• [WHAT THE TASK ASKS]:
Write out every line of the records below verbatim, omitting the pictures.

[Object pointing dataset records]

• • • • • • •

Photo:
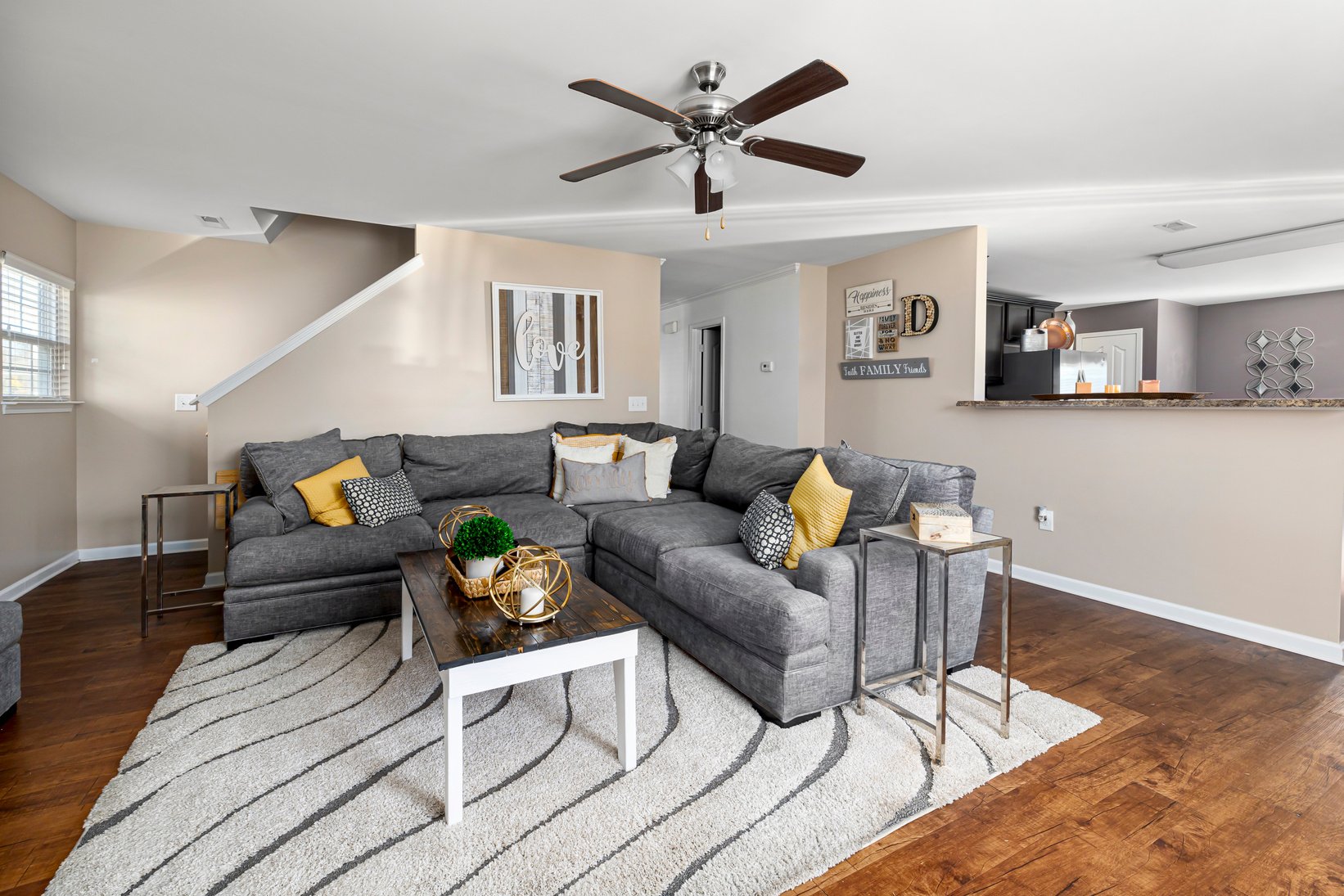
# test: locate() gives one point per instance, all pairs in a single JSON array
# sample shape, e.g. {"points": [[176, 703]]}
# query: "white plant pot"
{"points": [[481, 569]]}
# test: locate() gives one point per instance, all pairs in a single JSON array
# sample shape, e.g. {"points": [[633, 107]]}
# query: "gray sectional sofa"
{"points": [[11, 628], [781, 637]]}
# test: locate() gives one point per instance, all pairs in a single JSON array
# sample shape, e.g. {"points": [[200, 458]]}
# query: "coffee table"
{"points": [[477, 649]]}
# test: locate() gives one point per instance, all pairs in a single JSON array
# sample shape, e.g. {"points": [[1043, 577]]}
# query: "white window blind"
{"points": [[35, 331]]}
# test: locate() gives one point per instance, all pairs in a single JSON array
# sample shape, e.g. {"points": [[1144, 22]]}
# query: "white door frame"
{"points": [[1139, 344], [694, 364]]}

• • • • • • •

• [RESPONSE TO THE EXERCISE]:
Photo:
# test: locate() gives one point per instance, all pairs in a single JSON array
# sample shape, e.g. {"points": [[176, 703]]}
# query: "white plant pot"
{"points": [[481, 569]]}
# test: locate() gives one point per instance, all pairs in a single JSON array
# sample shape, e.g. {"points": [[633, 107]]}
# query: "gray sectional sofa"
{"points": [[11, 628], [781, 637]]}
# test: locate() gives one point per instance, all pairs in a single JSON array
# sample shape, e.g. {"points": [[200, 458]]}
# query: "coffee table"
{"points": [[477, 649]]}
# test: locate() gives one point per instance, all pairs in a single JSON array
# sample shape, e.g. {"points": [[1043, 577]]}
# query: "white window blind"
{"points": [[35, 331]]}
# test: locate() gives one point per instance, all pairs in a single JSON array
# sample shape, e.g. {"points": [[1144, 22]]}
# query: "white door frame"
{"points": [[1139, 344], [694, 364]]}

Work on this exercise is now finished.